++++ Given data ++++

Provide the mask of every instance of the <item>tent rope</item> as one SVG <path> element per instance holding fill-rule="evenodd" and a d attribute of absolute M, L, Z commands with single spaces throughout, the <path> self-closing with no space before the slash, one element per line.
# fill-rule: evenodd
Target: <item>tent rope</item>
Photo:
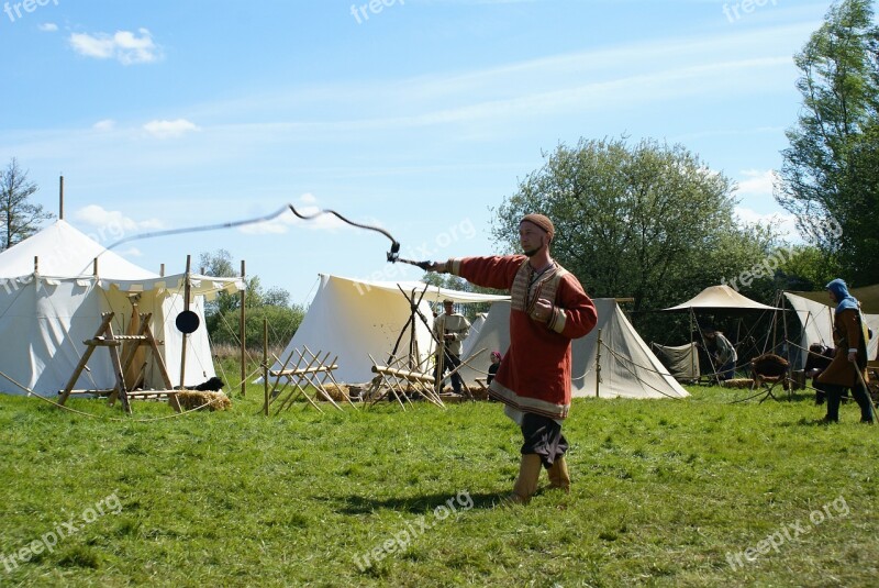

++++
++++ Given data ++++

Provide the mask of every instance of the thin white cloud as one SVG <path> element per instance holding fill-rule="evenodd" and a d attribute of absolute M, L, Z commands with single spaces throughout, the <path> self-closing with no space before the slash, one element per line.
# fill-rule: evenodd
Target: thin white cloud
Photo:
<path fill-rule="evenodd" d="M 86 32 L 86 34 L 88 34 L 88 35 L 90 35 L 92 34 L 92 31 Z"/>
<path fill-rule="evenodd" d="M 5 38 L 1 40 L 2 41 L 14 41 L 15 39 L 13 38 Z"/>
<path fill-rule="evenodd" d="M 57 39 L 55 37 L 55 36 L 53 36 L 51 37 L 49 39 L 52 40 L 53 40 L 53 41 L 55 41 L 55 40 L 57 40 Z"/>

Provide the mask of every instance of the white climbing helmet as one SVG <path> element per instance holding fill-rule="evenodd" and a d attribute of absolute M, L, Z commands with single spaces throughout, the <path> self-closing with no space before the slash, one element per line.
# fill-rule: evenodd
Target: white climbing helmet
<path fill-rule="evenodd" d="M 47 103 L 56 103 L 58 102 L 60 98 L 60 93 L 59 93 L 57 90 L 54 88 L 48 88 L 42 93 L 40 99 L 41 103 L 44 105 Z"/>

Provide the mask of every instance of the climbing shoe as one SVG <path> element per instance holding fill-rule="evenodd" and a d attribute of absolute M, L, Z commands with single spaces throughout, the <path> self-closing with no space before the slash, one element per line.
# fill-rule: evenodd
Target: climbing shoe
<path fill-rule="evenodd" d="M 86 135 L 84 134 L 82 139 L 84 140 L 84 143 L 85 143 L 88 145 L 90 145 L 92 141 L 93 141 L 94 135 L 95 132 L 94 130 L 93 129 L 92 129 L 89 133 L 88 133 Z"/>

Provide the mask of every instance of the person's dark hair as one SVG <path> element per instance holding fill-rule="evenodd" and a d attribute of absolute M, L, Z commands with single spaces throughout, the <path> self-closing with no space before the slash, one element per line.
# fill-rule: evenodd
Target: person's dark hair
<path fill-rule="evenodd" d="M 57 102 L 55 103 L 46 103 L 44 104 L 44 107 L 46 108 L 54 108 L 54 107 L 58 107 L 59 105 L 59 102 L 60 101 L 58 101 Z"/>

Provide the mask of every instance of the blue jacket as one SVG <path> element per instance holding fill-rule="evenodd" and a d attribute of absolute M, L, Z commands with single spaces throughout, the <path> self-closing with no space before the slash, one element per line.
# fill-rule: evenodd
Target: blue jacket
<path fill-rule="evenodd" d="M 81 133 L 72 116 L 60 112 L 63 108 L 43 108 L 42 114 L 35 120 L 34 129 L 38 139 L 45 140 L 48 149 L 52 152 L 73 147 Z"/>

++++
++++ Given data ++++

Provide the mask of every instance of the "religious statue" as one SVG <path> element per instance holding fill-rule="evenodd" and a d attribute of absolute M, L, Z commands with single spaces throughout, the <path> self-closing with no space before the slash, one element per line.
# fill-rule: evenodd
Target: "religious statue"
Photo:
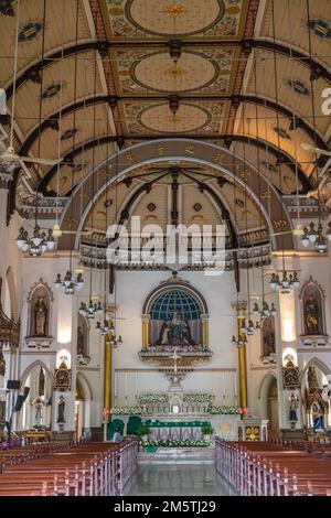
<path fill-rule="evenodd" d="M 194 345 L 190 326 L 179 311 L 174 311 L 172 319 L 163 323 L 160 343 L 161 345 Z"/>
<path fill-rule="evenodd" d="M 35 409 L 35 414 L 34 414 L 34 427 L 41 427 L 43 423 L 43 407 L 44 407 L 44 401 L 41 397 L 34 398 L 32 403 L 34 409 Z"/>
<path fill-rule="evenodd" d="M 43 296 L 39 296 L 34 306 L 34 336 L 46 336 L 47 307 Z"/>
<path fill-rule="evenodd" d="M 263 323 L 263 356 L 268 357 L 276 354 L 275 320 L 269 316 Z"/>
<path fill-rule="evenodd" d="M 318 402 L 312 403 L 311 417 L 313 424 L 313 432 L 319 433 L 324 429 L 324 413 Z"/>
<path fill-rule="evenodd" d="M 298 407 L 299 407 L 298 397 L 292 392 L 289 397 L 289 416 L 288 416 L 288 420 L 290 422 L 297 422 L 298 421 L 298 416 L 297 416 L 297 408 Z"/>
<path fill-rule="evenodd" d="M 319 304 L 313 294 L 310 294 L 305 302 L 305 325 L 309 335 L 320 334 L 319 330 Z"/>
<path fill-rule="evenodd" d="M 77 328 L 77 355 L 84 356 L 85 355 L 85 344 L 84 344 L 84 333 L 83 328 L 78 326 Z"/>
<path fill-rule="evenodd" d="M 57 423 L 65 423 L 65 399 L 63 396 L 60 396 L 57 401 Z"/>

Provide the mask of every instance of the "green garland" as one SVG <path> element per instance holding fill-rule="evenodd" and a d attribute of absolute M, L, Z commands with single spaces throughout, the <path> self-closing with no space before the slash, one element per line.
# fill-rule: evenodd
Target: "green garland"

++++

_What needs to be done_
Can you list every line of the data above that contains the word "jacket", copying each line in full?

_Response to this exercise_
Provide the mask of every instance of the blue jacket as one SVG <path> element per instance holding fill-rule="evenodd" and a d attribute of absolute M, L, Z commands with single spaces throughout, the <path> self-closing with no space before the slash, one element per line.
Target: blue jacket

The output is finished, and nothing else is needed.